### RECORDS SUPPLIED

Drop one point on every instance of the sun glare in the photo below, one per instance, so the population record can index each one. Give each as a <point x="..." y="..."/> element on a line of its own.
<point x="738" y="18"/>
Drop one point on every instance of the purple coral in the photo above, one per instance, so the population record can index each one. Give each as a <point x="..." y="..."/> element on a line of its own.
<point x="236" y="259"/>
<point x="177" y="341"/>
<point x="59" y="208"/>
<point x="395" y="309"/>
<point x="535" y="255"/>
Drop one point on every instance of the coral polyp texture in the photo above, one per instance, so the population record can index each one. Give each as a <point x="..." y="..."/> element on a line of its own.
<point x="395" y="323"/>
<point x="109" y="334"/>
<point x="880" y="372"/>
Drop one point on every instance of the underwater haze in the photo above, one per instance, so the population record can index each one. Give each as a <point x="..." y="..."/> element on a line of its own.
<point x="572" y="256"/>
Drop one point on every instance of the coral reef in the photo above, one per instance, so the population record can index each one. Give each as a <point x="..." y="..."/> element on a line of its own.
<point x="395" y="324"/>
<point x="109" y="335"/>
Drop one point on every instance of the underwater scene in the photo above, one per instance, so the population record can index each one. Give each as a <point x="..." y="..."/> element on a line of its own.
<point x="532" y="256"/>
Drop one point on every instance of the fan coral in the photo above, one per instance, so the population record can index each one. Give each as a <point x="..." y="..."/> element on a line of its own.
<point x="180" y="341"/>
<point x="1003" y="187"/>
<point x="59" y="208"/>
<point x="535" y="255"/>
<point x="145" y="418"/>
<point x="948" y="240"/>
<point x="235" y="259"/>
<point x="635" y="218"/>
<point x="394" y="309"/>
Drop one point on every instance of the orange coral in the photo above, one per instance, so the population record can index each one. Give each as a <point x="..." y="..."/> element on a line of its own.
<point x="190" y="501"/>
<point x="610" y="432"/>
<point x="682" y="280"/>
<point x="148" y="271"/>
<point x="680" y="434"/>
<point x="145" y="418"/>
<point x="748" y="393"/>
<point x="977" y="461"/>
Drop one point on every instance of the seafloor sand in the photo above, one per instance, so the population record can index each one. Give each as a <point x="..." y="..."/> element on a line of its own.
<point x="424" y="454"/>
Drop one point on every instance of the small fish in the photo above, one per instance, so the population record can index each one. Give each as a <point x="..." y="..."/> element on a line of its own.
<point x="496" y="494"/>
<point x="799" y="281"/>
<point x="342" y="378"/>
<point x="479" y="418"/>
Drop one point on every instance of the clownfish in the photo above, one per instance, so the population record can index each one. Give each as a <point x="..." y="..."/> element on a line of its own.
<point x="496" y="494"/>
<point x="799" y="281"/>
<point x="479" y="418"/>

######

» GIVEN REQUEST: All of the lines above must be returned exactly.

» SOLUTION:
Drop one point on every instance of the sun glare in the photo below, one per instance, so the population record can index each one. Give each as a <point x="..." y="..."/> element on a line of its own.
<point x="738" y="18"/>
Drop one point on every instance of the purple coral in the photo above, one per instance, so the population record can index each one. Give each as a <point x="..." y="..."/> element on a line of its own.
<point x="236" y="259"/>
<point x="177" y="341"/>
<point x="59" y="208"/>
<point x="395" y="309"/>
<point x="535" y="255"/>
Drop one point on every instance of the coral polyp texture in the photo above, one per instance, so the population record can index each one. Give each as a <point x="..." y="..."/> element on a line of its own.
<point x="395" y="323"/>
<point x="109" y="334"/>
<point x="880" y="372"/>
Drop one point on every instance of the underwater haze in the photo above, one per instance, so the population record can index each one. Give each as a <point x="..." y="..."/> element on a line of its own.
<point x="572" y="256"/>
Drop one point on every instance of the coral reef in the photo above, one per instance, so the population record can index each one. Give each as a <point x="..." y="..."/> element on a line of its own.
<point x="395" y="324"/>
<point x="109" y="335"/>
Drop one point on every instance of the underwater scene in the photo above, one per instance, so the population record can index each one. Give each as a <point x="..." y="..."/> element on a line of its own.
<point x="532" y="256"/>
Drop one point on every instance of the fan coral in the photo above, one per instance, so the population record can index each one. Give each as a <point x="..." y="..."/> element on a line of its own.
<point x="180" y="341"/>
<point x="1003" y="187"/>
<point x="59" y="208"/>
<point x="535" y="255"/>
<point x="145" y="418"/>
<point x="948" y="240"/>
<point x="235" y="259"/>
<point x="635" y="218"/>
<point x="394" y="309"/>
Drop one point on every instance of the orange coral in the photo above, one per instance, so the population record can index each one. Give each as a <point x="..." y="..."/> element on a line of its own.
<point x="190" y="501"/>
<point x="610" y="432"/>
<point x="682" y="280"/>
<point x="148" y="271"/>
<point x="680" y="434"/>
<point x="145" y="418"/>
<point x="748" y="393"/>
<point x="977" y="461"/>
Drop one point on every instance of the seafloor sand in the photo above, one per instance, so the population record can index each one. Give each as a <point x="..." y="..."/> element on a line of its own.
<point x="424" y="454"/>
Drop one point on every instance of the small fish in the photo above, one per instance, so the population record can index each one. Give each as a <point x="..." y="..."/> element on a line of its own.
<point x="496" y="494"/>
<point x="799" y="281"/>
<point x="342" y="378"/>
<point x="479" y="418"/>
Drop one point on every instance of the clownfish in the photo above, one per instance, so the population record can index each one. Give each as a <point x="..." y="..."/> element on a line of its own.
<point x="496" y="494"/>
<point x="799" y="281"/>
<point x="479" y="418"/>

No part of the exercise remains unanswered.